## begin MATERIAL SUPPLIED

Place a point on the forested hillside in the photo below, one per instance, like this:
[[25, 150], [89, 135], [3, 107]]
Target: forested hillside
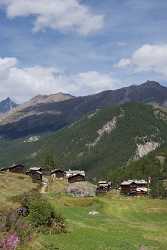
[[101, 142]]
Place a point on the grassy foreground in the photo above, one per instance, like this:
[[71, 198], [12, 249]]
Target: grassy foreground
[[12, 185], [122, 224]]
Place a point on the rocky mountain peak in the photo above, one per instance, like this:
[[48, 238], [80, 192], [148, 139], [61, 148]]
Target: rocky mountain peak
[[6, 105]]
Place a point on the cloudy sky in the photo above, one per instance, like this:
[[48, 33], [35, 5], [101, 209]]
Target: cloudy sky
[[80, 46]]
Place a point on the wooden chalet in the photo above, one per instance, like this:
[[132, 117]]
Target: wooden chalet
[[134, 187], [76, 178], [103, 187], [35, 173], [16, 168], [58, 173]]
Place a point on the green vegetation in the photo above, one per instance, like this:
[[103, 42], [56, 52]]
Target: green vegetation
[[122, 223], [79, 146], [12, 185]]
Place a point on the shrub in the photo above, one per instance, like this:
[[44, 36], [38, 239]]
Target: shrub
[[42, 215]]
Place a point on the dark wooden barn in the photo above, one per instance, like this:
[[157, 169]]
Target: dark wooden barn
[[17, 168], [35, 174], [103, 187], [76, 178], [134, 187], [59, 173]]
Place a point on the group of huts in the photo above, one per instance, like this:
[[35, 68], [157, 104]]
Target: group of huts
[[128, 187], [36, 173]]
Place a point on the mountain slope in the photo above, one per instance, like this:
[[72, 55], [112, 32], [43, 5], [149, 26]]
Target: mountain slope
[[51, 116], [100, 143], [7, 105]]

## end MATERIAL SUPPLIED

[STATED GOAL]:
Copy out all of the lines above word for word, but leave out the pictures.

[EXERCISE RESPONSE]:
Place a point on the forested hillside in the photo below, one per instance, like this:
[[25, 150], [89, 135], [3, 107]]
Target: forested hillside
[[101, 142]]
Place a point on the grassy foreground in the photo above, one per instance, like this:
[[71, 198], [12, 249]]
Target: grassy foreground
[[12, 185], [122, 224]]
Place a point on the rocky mountain peak in the photo above, one per instance, like this:
[[48, 238], [80, 192], [148, 139], [61, 148]]
Target: rocky mountain peak
[[6, 105]]
Place a point on the cloudy sky in the photo above, one per instance, like this:
[[48, 33], [35, 5], [101, 209]]
Target: cloudy sky
[[80, 46]]
Place a point on the wooden chalet in the photo above, one per instance, like this:
[[132, 117]]
Target: wooden chalet
[[134, 187], [76, 178], [103, 187], [35, 173], [16, 168], [58, 173]]
Place a point on the green vegetation in the photo above, one per instance, like this:
[[103, 42], [56, 52]]
Target: green vegetation
[[122, 223], [79, 146], [12, 185]]
Place a point on the shrub in the photo above, one per instance, like this:
[[44, 36], [38, 239]]
Target: shrub
[[42, 215]]
Place a point on the dark wooden barn in the photo above, one per instance, like this:
[[157, 169]]
Target: dark wooden barn
[[17, 168], [35, 174], [103, 187], [76, 178], [134, 187], [59, 173]]
Place a point on the group of huts in the photo above, one per instance, like this:
[[35, 68], [157, 104]]
Target: group of huts
[[128, 187], [36, 173]]
Place a point on the mountain slope in the photo above, one per instance, like this:
[[72, 55], [112, 32], [43, 5], [149, 26]]
Target: mountain slope
[[51, 116], [100, 143], [7, 105]]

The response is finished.